*必做任务:* 按照原文所述,博主把博客迁移到AWS S3之前,博客放在哪里?

关于博客访问请求数据可视化解决方案
2024年6月17日
本文介绍了如何使用AWS CloudFront访问日志、Athena和Grafana等工具,实现博客访问请求数据的可视化解决方案。
前置条件
本博客最初是参考 guangzhengli
大佬的如何 30 分钟搭建一套完整独立博客文章搭建的。这篇文章已经有了博客网站数据统计的解决方案,但是数据不在AWS,玩转性不高。
在博主将博客从Github Page迁移到AWS S3并启用了CloudFront加速后,博客文章的访问数据全部在AWS了,所以就在思考如何自己实现博客访问请求数据的可视化解决方案。
方案架构
博客网站的访问数据全部依托于AWS CloudFront的standard logs功能,CloudFront会将访问日志写入到S3中,我们可以通过Athena查询这些日志,然后通过Grafana展示出来,整体架构如下:
技术实现
配置CloudFront
首先需要在创建CloudFront中启用访问日志,将访问日志写入到S3中。在CloudFront中选择Distribution,找到Logging配置,选择Bucket和Prefix,如下图所示:
创建Athena表
根据cloudfront log中字段创建Athena table
CREATE EXTERNAL TABLE `cloudfront_logs`(
`date` date,
`time` string,
`x_edge_location` string,
`sc_bytes` bigint,
`c_ip` string,
`cs_method` string,
`cs_host` string,
`cs_uri_stem` string,
`sc_status` int,
`cs_referrer` string,
`cs_user_agent` string,
`cs_uri_query` string,
`cs_cookie` string,
`x_edge_result_type` string,
`x_edge_request_id` string,
`x_host_header` string,
`cs_protocol` string,
`cs_bytes` bigint,
`time_taken` float,
`x_forwarded_for` string,
`ssl_protocol` string,
`ssl_cipher` string,
`x_edge_response_result_type` string,
`cs_protocol_version` string,
`fle_status` string,
`fle_encrypted_fields` int,
`c_port` int,
`time_to_first_byte` float,
`x_edge_detailed_result_type` string,
`sc_content_type` string,
`sc_content_len` bigint,
`sc_range_start` bigint,
`sc_range_end` bigint)

*所列数据行:*
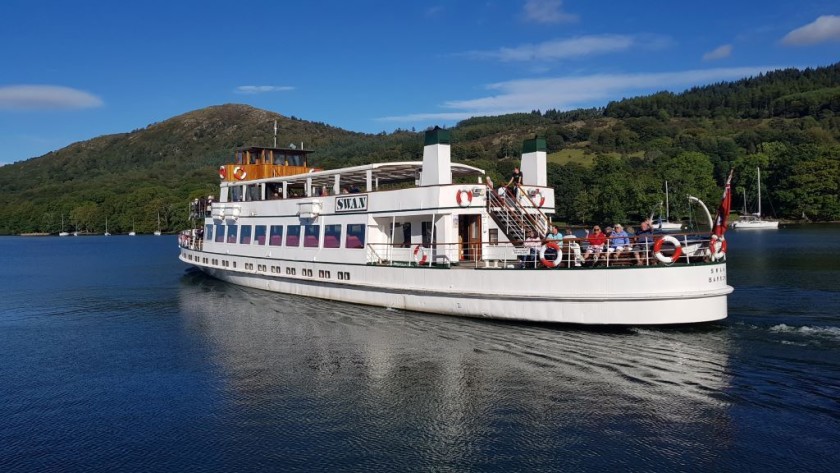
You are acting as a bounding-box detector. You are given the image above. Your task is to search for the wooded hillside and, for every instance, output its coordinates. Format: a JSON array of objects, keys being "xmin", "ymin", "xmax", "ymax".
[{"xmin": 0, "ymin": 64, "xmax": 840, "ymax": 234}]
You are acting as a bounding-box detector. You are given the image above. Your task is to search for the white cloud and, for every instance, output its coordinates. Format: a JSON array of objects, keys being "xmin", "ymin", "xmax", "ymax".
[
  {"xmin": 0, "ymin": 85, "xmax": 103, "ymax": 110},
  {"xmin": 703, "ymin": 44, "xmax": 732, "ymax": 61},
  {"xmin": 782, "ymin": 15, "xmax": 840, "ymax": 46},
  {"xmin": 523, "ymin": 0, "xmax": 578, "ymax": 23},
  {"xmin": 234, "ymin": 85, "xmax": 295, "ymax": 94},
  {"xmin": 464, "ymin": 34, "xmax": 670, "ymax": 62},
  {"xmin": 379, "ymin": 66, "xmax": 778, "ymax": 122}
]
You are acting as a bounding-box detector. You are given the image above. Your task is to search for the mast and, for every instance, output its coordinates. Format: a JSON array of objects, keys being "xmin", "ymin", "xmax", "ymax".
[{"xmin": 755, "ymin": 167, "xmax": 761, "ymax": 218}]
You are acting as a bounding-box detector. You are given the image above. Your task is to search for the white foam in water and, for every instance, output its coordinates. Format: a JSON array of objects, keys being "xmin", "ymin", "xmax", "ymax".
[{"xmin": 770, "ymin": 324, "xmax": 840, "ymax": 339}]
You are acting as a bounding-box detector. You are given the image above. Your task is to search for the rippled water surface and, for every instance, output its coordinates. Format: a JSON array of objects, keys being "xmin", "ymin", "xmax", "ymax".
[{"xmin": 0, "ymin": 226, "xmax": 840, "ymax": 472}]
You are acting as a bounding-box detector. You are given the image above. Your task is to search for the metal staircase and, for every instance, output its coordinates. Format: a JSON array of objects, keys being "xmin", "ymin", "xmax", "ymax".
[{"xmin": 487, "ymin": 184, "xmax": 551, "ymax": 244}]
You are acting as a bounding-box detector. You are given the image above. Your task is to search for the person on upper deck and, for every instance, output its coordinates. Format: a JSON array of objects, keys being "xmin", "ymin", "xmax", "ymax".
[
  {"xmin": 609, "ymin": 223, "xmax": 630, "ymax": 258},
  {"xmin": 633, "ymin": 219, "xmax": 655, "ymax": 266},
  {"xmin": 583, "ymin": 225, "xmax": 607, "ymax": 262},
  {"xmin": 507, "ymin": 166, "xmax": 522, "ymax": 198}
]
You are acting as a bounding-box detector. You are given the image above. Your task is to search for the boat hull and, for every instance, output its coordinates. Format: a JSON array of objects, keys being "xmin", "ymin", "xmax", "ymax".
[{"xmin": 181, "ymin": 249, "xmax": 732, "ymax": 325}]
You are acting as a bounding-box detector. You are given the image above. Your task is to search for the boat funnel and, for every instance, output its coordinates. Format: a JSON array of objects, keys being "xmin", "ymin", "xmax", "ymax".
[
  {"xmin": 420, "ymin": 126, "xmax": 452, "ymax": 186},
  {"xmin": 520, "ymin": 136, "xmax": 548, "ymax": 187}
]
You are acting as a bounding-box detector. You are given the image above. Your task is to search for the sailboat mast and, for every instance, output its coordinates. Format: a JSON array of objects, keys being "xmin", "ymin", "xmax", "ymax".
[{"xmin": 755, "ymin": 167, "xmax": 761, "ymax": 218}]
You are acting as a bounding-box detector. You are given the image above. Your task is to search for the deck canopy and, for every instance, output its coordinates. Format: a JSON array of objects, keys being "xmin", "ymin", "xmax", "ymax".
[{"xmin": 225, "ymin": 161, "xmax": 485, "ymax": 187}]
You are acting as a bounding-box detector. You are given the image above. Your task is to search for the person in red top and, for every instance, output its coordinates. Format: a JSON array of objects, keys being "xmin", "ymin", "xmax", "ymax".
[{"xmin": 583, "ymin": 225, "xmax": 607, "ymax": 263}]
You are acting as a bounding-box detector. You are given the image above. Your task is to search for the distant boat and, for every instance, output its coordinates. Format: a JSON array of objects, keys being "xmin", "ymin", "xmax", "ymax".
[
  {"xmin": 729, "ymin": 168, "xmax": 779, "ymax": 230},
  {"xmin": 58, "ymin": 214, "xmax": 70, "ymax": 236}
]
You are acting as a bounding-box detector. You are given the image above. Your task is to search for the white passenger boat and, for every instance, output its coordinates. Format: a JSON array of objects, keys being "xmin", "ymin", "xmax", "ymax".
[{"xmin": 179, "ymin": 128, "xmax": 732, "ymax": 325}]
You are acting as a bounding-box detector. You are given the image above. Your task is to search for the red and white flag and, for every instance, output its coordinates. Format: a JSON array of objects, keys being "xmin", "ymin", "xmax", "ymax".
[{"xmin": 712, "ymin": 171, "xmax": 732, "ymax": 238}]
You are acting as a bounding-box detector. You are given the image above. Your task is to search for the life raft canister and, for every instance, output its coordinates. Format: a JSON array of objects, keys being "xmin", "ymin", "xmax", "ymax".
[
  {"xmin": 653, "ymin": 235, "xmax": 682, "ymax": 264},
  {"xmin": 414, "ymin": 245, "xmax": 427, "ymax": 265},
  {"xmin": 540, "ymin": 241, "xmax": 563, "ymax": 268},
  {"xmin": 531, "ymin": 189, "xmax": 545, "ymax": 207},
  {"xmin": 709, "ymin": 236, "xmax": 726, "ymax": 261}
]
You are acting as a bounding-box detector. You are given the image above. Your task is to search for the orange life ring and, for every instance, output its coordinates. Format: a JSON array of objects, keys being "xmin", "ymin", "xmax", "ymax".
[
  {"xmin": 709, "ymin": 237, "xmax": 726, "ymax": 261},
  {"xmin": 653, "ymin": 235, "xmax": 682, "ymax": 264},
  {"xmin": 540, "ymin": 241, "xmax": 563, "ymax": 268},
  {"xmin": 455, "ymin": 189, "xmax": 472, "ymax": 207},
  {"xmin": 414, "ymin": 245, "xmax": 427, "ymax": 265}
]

*练习答案:* 放在Github Page上。